## REQUIRED WORK
[A] From the passage on PET imaging of atherosclerosis, return the words starting with "In contrast to" and going on through "metastatic bone malignancy." without any change.
[B] Supply the next part of the passage on PET imaging of atherosclerosis, picking up right after its final sentence.

## PROVIDED TEXT
----

In contrast to anatomical imaging, molecular imaging mode can identify minute processes like microcalcification and inflammation. These chemical alterations take place before the aforementioned morphological changes during the early stages of the disease process. The most well-known of these molecular technologies is positron emission tomography (PET), which uses the radiotracer 18F fluorodeoxyglucose (18F-FDG), a radiolabeled glucose analog that is used as a marker of metabolic activity and, in turn, for inflammation. In contrast, 18F sodium fluoride (18F NaF), a particular marker of bone mineralization, has lately been utilized to diagnose vascular calcification after being traditionally used to diagnose metastatic bone malignancy.

One of the initial molecular markers used to assess atherosclerosis was 18F-FDG, which is currently the most widely used PET radiotracer and may also be the most thoroughly researched. Early research supported the use of 18F-FDG as a diagnostic tool by demonstrating a relationship between the vascular system’s 18F-FDG activity and atherosclerosis and cardiovascular risk factors [158, 159, 160, 161]. More concrete proof of the connection between 18F-FDG uptake and atherosclerotic disease was found in later investigations. 18F-FDG activity is higher in 58–85% of carotid lesions, according to studies on patients with a history of cerebrovascular accidents [162, 163]. Before endarterectomy, Tawakol et al. [164] used PET scanning on patients with severe carotid stenosis and discovered a strong relationship between the uptake of 18F-FDG in carotid plaques and the staining of macrophages on comparable pathological specimens. Rudd et al. [165] utilized autoradiography to show in a related investigation that 18F-FDG avid lesions in individuals with symptomatic carotid stenosis were associated with macrophage-rich plaque regions in endarterectomy specimens. Additionally, the researchers discovered that symptomatic carotid lesion uptake of 18F-FDG was 27% higher than ipsilateral asymptomatic lesions [165].

----

## Source data
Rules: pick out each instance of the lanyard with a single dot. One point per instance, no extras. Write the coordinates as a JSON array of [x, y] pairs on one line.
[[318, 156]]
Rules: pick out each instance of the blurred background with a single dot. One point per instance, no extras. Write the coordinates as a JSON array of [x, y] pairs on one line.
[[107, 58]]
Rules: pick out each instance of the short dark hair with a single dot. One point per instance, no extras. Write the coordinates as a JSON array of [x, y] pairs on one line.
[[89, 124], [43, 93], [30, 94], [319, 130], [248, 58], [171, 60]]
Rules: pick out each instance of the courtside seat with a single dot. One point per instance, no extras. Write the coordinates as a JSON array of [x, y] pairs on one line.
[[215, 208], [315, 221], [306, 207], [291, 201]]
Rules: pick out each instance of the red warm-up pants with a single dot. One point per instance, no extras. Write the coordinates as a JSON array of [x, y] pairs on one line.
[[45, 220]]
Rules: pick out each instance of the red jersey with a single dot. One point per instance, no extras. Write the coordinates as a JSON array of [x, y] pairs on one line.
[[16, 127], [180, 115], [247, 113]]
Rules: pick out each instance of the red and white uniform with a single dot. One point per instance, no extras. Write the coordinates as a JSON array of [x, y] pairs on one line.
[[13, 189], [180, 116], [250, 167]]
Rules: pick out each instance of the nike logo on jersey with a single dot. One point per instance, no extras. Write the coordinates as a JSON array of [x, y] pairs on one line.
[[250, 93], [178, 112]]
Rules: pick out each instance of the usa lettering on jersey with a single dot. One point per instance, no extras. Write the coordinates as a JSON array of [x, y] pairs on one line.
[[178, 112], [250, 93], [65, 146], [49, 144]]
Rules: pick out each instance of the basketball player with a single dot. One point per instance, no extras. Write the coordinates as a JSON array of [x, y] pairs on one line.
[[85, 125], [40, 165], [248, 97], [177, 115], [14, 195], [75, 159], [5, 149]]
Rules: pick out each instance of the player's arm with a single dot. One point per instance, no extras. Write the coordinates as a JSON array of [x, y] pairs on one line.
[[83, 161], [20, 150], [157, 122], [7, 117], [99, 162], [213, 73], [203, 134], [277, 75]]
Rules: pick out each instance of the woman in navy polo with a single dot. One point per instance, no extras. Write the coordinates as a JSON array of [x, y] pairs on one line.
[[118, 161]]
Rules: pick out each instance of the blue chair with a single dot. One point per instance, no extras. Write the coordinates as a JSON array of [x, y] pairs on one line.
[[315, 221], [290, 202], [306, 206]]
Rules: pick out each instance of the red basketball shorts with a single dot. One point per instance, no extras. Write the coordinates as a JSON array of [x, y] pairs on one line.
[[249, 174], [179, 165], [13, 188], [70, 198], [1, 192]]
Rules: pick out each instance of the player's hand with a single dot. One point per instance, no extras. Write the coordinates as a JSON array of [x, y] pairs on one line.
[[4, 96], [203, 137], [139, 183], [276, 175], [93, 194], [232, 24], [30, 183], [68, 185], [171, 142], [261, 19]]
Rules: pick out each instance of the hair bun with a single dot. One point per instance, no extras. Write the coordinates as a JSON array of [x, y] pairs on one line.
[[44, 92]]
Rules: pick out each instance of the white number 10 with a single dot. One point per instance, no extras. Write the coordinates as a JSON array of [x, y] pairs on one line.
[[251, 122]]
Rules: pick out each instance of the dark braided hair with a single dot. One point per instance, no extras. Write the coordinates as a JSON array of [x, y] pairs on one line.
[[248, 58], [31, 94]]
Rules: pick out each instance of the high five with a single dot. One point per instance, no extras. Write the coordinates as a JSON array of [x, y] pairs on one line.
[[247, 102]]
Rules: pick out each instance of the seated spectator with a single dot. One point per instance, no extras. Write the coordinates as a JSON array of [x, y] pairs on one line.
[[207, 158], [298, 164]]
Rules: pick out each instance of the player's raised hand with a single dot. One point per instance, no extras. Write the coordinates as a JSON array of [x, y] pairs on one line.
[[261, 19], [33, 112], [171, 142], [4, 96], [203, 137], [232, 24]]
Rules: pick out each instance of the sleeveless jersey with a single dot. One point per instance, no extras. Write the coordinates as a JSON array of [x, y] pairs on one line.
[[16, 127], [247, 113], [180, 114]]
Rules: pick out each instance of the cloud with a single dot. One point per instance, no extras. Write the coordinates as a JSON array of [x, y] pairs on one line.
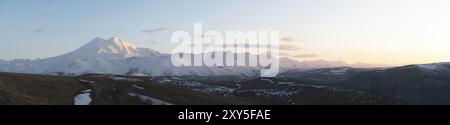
[[306, 56], [289, 47], [288, 39], [156, 30], [38, 30]]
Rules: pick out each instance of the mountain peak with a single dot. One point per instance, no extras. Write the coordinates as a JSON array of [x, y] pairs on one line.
[[112, 48]]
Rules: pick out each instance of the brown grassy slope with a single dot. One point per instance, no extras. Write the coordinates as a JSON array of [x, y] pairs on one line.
[[25, 89]]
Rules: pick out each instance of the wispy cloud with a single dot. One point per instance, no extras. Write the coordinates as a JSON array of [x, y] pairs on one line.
[[306, 56], [38, 30], [160, 29], [289, 48]]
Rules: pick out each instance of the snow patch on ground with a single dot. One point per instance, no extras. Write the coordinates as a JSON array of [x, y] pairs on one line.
[[86, 81], [138, 87], [198, 87], [116, 78], [150, 100], [268, 80], [84, 98]]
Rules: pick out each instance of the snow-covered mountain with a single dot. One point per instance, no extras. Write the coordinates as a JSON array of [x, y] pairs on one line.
[[116, 56]]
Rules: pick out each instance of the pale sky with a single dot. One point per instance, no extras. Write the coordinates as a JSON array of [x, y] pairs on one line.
[[354, 31]]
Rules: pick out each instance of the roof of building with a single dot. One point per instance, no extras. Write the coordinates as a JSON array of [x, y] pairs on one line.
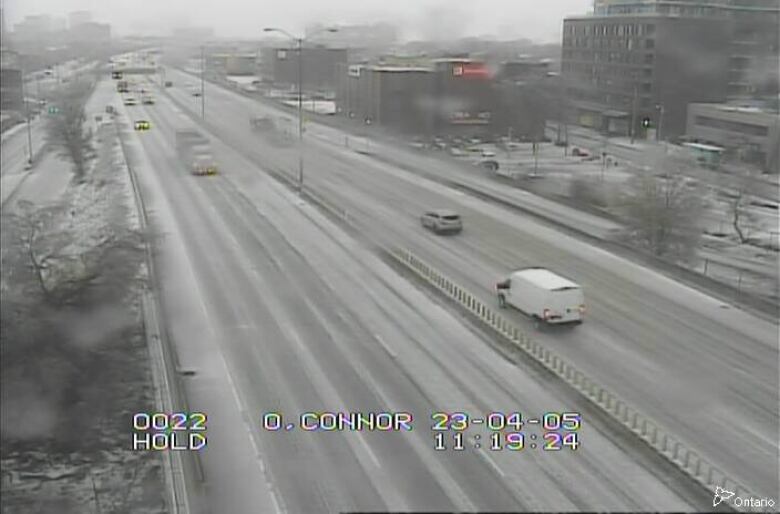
[[396, 69], [545, 279]]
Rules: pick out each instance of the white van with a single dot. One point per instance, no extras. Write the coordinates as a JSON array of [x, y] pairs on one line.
[[548, 298]]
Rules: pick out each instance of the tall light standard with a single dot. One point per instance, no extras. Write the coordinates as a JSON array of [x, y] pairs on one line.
[[27, 115], [299, 42]]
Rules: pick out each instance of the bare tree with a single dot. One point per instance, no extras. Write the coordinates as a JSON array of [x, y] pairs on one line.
[[663, 213], [65, 127], [741, 217]]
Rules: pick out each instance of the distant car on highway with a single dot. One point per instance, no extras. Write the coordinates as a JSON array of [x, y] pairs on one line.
[[442, 221], [489, 164]]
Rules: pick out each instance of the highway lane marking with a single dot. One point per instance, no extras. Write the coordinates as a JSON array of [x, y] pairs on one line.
[[241, 408], [490, 462], [387, 348]]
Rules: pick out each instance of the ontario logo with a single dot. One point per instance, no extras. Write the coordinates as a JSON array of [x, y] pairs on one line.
[[723, 495]]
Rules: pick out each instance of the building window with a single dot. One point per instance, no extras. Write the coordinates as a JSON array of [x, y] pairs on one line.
[[732, 126]]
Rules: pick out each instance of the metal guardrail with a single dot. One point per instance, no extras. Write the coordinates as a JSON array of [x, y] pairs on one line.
[[168, 395], [674, 450]]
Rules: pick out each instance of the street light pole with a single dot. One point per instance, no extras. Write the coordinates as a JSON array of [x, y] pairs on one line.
[[300, 114], [27, 115], [202, 82], [299, 41]]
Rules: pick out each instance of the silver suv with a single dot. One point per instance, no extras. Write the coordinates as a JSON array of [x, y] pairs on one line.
[[442, 221]]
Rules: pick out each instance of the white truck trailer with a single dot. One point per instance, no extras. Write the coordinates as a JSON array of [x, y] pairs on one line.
[[547, 298], [194, 149]]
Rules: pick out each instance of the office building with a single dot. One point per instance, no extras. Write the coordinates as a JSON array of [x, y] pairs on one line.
[[395, 97], [748, 134], [77, 18], [320, 64], [465, 99], [11, 94], [648, 59]]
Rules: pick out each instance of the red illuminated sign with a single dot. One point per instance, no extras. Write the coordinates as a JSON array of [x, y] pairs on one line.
[[475, 70]]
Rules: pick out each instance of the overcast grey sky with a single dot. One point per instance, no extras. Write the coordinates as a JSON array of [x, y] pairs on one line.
[[533, 19]]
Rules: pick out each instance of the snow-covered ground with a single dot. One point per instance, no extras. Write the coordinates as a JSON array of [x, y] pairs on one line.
[[94, 372], [750, 266]]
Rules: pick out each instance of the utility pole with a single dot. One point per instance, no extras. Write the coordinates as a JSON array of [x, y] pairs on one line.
[[202, 82], [633, 117], [299, 41], [27, 115], [300, 115]]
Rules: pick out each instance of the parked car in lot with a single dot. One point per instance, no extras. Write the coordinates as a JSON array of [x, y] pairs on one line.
[[442, 221], [549, 299]]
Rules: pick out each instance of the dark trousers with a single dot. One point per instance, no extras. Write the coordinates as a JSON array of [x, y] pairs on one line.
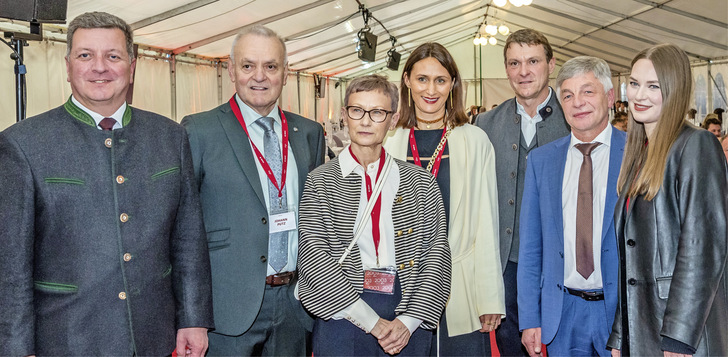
[[277, 331], [583, 330], [343, 338], [475, 343], [507, 336]]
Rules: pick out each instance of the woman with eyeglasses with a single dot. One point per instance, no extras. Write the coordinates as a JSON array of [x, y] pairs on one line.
[[373, 258], [433, 132]]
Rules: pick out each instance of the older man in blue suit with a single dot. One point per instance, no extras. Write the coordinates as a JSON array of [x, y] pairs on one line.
[[567, 276]]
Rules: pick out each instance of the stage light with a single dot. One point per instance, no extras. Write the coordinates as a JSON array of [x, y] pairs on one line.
[[367, 45], [491, 29], [393, 58], [504, 30]]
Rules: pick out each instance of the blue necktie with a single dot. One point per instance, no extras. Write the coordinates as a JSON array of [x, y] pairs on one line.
[[277, 242]]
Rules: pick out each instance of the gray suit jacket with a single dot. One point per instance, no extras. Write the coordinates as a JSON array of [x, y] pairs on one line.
[[236, 217], [503, 126], [103, 242]]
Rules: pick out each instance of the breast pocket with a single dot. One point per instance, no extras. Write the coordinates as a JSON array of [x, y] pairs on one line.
[[218, 239], [663, 287], [165, 173]]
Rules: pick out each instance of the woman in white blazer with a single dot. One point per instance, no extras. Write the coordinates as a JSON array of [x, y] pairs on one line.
[[433, 132]]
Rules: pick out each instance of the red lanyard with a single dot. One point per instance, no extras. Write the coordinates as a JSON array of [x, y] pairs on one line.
[[416, 154], [378, 204], [261, 158]]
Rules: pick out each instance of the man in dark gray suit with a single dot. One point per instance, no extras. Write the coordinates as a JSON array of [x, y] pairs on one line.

----

## RESULTS BY TASK
[A]
In contrast to anatomical imaging, molecular imaging mode can identify minute processes like microcalcification and inflammation. These chemical alterations take place before the aforementioned morphological changes during the early stages of the disease process. The most well-known of these molecular technologies is positron emission tomography (PET), which uses the radiotracer 18F fluorodeoxyglucose (18F-FDG), a radiolabeled glucose analog that is used as a marker of metabolic activity and, in turn, for inflammation. In contrast, 18F sodium fluoride (18F NaF), a particular marker of bone mineralization, has lately been utilized to diagnose vascular calcification after being traditionally used to diagnose metastatic bone malignancy.

[B]
The use of 18F-FDG PET imaging to evaluate plaque vulnerability and the risk of associated ischemia episodes has been supported by some evidence from other research [166]. Plaques with high-risk morphological characteristics on CT and histology exhibit a much higher affinity for 18F-FDG, according to Figueroa et al. [167]. Patients with elevated arterial 18F-FDG uptake have been observed to be more prone to experiencing ischemic cardiovascular events or cerebrovascular events [168, 169].

Iodine is commonly found in food, water, and iatrogenic sources, and excessive intake can result in disorders such as goiter [170, 171]. Iatrogenic iodine excess is the most prevalent adverse pharmaceutical effect, with amiodarone serving as a typical example [172]. Goiter, hyperthyroidism, hypothyroidism, and autoimmune thyroid disorders can all result from excessive iodine intake in humans [173, 174]. Additionally, some investigations have revealed that too much iodine can harm intellectual growth [175]. Furthermore, the effects of iodine excess on the cardiovascular system are still largely unknown.

According to an epidemiological analysis, individuals in the high-water iodine area had a greater incidence rate and more severe carotid atherosclerosis than adults in lower-water iodine locations [176]. Excessive iodine may harm rat aortic endothelial cells, according to cell tests [177]. The carotid artery is the area of atherosclerosis that is most susceptible and is a sensitive sign of vascular disorders. Carotid intima-media thickness (IMT) is a predictor of cardiovascular events [178] and a marker of atherosclerosis in coronary arteries and other blood vessels [179, 180, 181].